Position annotation records:
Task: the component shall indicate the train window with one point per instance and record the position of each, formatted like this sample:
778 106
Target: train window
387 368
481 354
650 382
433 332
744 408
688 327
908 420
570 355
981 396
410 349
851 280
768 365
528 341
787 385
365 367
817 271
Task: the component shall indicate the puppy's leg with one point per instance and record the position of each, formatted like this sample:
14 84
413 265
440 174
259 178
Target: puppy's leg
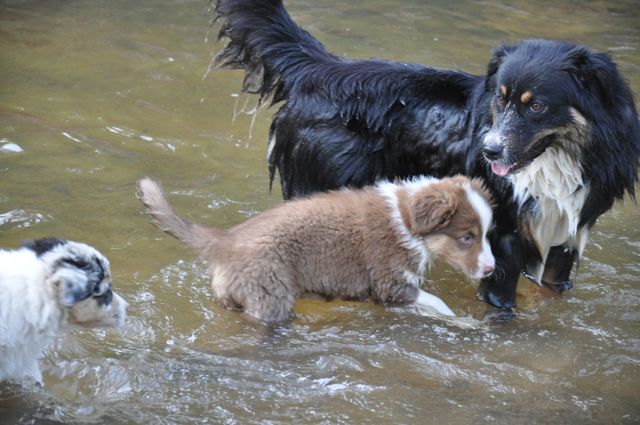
269 299
406 293
427 300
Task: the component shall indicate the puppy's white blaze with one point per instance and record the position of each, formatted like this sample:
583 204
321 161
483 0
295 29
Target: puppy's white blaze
388 191
482 207
493 138
425 299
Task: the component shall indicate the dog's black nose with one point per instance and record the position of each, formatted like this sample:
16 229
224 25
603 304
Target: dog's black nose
492 152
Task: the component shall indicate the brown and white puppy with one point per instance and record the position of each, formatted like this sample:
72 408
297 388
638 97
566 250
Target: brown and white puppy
46 286
352 244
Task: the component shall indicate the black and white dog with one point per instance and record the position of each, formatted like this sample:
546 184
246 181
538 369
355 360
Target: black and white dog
552 127
45 286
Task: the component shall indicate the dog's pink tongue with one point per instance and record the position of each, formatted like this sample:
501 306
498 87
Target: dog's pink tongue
499 169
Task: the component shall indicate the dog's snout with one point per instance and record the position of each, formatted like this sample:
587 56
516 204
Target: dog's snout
492 151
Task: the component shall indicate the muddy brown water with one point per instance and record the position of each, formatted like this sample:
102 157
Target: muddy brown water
100 93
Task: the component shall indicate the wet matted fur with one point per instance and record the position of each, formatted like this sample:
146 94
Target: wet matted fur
552 128
46 286
374 244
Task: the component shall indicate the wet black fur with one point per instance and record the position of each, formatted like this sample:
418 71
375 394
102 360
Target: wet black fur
42 246
351 122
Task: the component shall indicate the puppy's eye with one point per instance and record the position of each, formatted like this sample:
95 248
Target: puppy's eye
78 263
467 240
536 106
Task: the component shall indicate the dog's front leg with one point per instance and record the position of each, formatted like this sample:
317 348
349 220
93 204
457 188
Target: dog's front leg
499 289
557 270
427 300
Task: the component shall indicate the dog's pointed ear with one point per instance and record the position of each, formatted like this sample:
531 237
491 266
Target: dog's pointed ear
596 71
432 208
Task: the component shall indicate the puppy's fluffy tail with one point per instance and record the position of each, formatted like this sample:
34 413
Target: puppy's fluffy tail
166 219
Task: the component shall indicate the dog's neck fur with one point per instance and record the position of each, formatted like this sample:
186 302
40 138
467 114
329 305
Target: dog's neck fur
415 246
556 183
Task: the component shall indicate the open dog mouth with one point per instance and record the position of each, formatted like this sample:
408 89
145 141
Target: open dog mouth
502 168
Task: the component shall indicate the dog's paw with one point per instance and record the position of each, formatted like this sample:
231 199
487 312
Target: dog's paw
497 298
559 287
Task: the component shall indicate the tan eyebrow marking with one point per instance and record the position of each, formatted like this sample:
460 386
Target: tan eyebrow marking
526 97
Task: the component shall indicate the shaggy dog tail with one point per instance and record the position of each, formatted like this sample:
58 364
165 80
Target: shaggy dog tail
166 219
264 41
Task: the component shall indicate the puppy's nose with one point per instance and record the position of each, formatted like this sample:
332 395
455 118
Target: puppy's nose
492 151
487 270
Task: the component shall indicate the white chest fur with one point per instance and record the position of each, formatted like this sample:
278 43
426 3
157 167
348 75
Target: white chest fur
555 181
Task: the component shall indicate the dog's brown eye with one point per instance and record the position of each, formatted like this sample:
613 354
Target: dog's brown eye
536 106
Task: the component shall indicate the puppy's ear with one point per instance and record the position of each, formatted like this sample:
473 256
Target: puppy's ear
432 208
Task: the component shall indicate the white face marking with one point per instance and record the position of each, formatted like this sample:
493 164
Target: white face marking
480 205
493 138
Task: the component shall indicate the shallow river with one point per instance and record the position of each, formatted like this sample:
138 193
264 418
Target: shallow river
100 93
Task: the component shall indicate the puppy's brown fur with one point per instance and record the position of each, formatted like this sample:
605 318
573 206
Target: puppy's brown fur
353 244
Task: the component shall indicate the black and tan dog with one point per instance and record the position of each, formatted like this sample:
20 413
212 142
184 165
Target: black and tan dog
552 127
353 244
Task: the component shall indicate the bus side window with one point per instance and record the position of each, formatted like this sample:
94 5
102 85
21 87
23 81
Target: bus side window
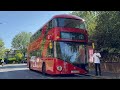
54 23
50 52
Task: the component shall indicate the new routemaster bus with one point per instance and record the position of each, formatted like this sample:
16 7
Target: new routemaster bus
60 46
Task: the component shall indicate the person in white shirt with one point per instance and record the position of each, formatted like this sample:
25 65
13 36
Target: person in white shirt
96 60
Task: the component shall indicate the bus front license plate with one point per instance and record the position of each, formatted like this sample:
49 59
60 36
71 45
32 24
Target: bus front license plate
74 71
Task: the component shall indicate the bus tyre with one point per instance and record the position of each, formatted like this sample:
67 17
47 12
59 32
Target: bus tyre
29 67
43 69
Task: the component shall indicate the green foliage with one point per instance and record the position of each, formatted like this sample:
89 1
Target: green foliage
19 56
20 41
11 60
90 19
107 31
2 48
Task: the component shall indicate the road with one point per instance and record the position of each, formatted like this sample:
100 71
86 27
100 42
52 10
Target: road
20 71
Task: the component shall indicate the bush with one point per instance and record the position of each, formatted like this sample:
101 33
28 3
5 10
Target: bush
11 60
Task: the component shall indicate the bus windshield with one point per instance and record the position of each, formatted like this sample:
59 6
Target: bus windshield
71 52
71 23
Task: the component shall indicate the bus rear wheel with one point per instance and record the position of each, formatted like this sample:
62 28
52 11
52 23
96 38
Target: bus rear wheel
43 69
29 66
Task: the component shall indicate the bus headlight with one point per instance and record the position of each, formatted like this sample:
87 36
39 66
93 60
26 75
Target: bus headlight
59 68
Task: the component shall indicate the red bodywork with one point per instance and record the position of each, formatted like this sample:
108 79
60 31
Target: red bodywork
53 63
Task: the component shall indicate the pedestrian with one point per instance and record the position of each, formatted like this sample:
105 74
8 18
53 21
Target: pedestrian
2 61
96 60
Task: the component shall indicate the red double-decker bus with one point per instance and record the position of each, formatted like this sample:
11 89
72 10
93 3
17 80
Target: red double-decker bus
60 47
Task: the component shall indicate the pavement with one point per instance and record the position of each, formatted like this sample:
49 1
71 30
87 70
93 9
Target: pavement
105 75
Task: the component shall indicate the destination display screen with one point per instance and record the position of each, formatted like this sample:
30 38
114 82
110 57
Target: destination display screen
72 36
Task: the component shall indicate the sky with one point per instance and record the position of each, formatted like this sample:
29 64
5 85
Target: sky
14 22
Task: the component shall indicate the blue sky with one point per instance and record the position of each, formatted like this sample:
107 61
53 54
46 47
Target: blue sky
14 22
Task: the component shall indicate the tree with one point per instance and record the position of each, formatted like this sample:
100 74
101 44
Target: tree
1 48
20 41
90 19
18 55
107 31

Short task:
Repeat all the records above exactly, leaving out any pictures.

Task output:
Task: the component shall indicate the train window with one point per instance and record the position of each, formatted like this sample:
778 106
Target: train window
387 368
481 354
650 382
433 332
744 408
688 327
908 420
570 355
981 396
410 349
851 280
768 365
528 341
787 385
365 367
817 271
Task: the component shall indicate the puppy's leg with one point per instance and record the position of each, formatted like this sample:
14 84
413 265
440 174
259 178
Target: puppy's leg
269 299
406 293
427 300
Task: the component shall indicate the puppy's white blaze with one point per instance and record the position of each, formatted like this sample:
583 204
321 161
483 0
295 29
Target: puppy's white blaze
388 191
482 207
493 138
425 299
Task: the component shall indicate the dog's black nose with one point per instance and record the position of each, formatted like this sample:
16 229
224 25
603 304
Target: dog's black nose
492 152
Task: the component shall indicate the brown and white puppy with one point per instance and record the position of each, formatted like this sample:
72 408
297 388
638 97
566 250
Target: brown and white puppy
46 286
352 244
Task: the component shall indicate the black and white dog with one point per instance and record the position of each, formatted like this sample:
546 184
246 181
538 369
355 360
Target: black and white dog
552 127
45 286
Task: the component shall indicate the dog's pink tongue with one point per instance and record the position of each, formatted like this sample:
501 306
498 87
Target: dog's pink tongue
499 169
Task: the component shall indicate the dog's snout with one point per instance and record the position of each, formatted like this sample:
587 56
516 204
Target: dog's snout
492 151
Task: the component shall indicate the muddy brown water with one point per instance and record the position of each, formatted like this sample:
102 157
Target: muddy brown water
100 93
Task: the component shall indicate the wet matted fur with one point per instance and record the position of each, formatted like this sample:
146 94
Target: wet matted fur
552 128
46 286
374 244
Task: the component shall indicate the wet black fur with one point per instance and record the position of each, formatted like this sample:
418 71
375 394
102 360
Target: wet black fur
42 246
351 122
Task: the component shall indicate the puppy's eye with one point per instance and record the position of each, formatted like this sample:
95 248
Target: puppy's eye
78 263
467 240
536 106
Task: the component shall indicate the dog's front leg with one point per instance and record the position of each, formatted like this sample:
317 348
349 220
93 204
457 188
Target: dog's front leg
499 289
557 270
427 300
Task: the component shall indicate the dog's pointed ear with one point per instance and record the position of each, formatted like this sample:
531 237
491 266
Target: dog's pointed ear
596 71
432 208
Task: the component shall indicate the puppy's fluffy tail with one point per instance and record the position of each, formatted like this sample:
34 413
Target: puppy's fluffy tail
166 219
Task: the component shall indicate the dog's neck fur with one point per instance and record the position of each, formatted like this sample:
186 302
40 138
467 114
329 305
Target: dog's neck fur
415 246
556 183
Task: the component shall indicate the open dog mouth with one point per instance and record the position of each, formatted like this sample:
408 89
145 141
Target: open dog mouth
502 168
Task: the component shall indicate the dog's paw with one point per instance and record the position of each, formatted like this sample:
231 199
487 312
Target: dog's paw
497 298
559 287
Task: the component shall indicate the tan eyebrow marking with one point per instance and record the position of each, formatted like this sample:
460 386
Target: tan eyebrow marking
526 97
Task: the component shall indicate the shaggy dog tail with one point per instance and record the position of each, formatted like this sample:
58 364
165 80
Target: shaggy dog tail
166 219
264 41
Task: the component shall indicate the puppy's nose with one point per instance and record the position of each, formatted like this sample:
332 395
455 118
Target: puppy's nose
492 151
487 270
Task: the component shall indicate the white chest fur with one point per instance and record the position of each, formatted like this sample:
278 43
426 3
157 167
348 75
Target: white chest fur
555 181
Task: the component shall indicate the dog's brown eye with one point per instance and record the position of each, formatted like this sample:
613 354
Target: dog's brown eye
536 106
Task: the component shall indicate the puppy's ear with one point per instance and record the position of each, formatted like this sample:
473 256
Target: puppy's ear
432 208
Task: the component shall indicate the white face marking with one point per instance and record the position of each, formatted like this sample:
493 164
Target: white face marking
480 205
493 138
Task: the component shall indicate the shallow river with one point per instance and record the position of each, formatted like this sample:
138 193
264 418
Target: shallow river
100 93
Task: the component shall indicate the puppy's brown fur with one point per instance and record the position of each, formatted like this sample:
605 318
573 206
Target: puppy's brown fur
353 244
Task: the component shall indicate the black and tan dog with one point per instance and record the position of each, formatted like this sample:
20 413
212 142
184 165
Target: black and tan dog
552 127
353 244
Task: the component shall indicate the bus side window with one point per instance and record the position of each, formatted like this sample:
94 5
102 85
21 87
23 81
Target: bus side window
54 23
50 52
Task: the component shall indicate the new routemaster bus with one point per instance and record the position of each, formatted like this sample:
16 7
Target: new routemaster bus
60 46
Task: the component shall indicate the person in white shirt with one point per instance and record the position of each, formatted like this sample:
25 65
13 36
Target: person in white shirt
96 60
Task: the component shall indicate the bus front license plate with one point per instance and record the position of each, formatted like this sample:
49 59
60 36
71 45
32 24
Target: bus front license plate
74 71
Task: the component shall indicate the bus tyre with one point per instance and record the position of each, formatted like this sample:
67 17
47 12
59 32
Target: bus tyre
29 67
43 69
Task: the component shall indicate the green foliage with one point per instance and record the position of each, formatted like this sample:
89 1
Target: green foliage
19 56
20 41
11 60
90 19
107 31
2 48
Task: the component shall indicate the road with one point per instance and record the position of each, formatted like this sample:
100 71
86 27
100 42
52 10
Target: road
20 71
Task: the component shall indicate the bush with one point per instance and record the position of each, formatted like this sample:
101 33
28 3
5 10
Target: bush
11 60
Task: the component shall indicate the bus windshield with one point per instance and record the position of each, formatted like this sample:
59 6
Target: bus windshield
71 52
71 23
Task: the component shall indicate the bus rear wheel with one point per instance and record the position of each, formatted like this sample:
62 28
52 11
52 23
96 38
Target: bus rear wheel
43 69
29 66
Task: the component shall indicate the bus headlight with one point per instance and record the position of each, formatted like this sample:
87 36
39 66
93 60
26 75
Target: bus headlight
59 68
Task: the component shall indicate the red bodywork with one point per instance and record the position of each, formatted like this sample:
108 79
60 31
Target: red bodywork
53 63
Task: the component shall indicate the pedestrian with one point per instance and record the position of each, formatted like this sample:
105 74
8 18
53 21
Target: pedestrian
2 61
96 60
Task: the component shall indicate the red double-decker bus with one point per instance and record the position of each, formatted like this sample:
11 89
72 10
93 3
17 80
Target: red double-decker bus
60 47
Task: the component shall indicate the pavement with one point per instance and record the position of each, formatted like this sample:
49 1
71 30
87 70
93 9
Target: pavement
105 75
Task: the component shall indicate the destination display screen with one point per instance and record the position of each, formatted like this sample:
30 38
114 82
110 57
Target: destination display screen
72 36
Task: the component shall indicate the sky with one point per instance and record the position of each, formatted like this sample:
29 64
5 85
Target: sky
14 22
Task: the component shall indicate the blue sky with one point per instance and record the position of each, formatted like this sample:
107 61
53 54
46 47
Target: blue sky
14 22
Task: the component shall indicate the tree with one point per instance and record the position of each, formatted like this sample:
100 74
101 44
Target: tree
1 48
20 41
90 19
18 55
107 31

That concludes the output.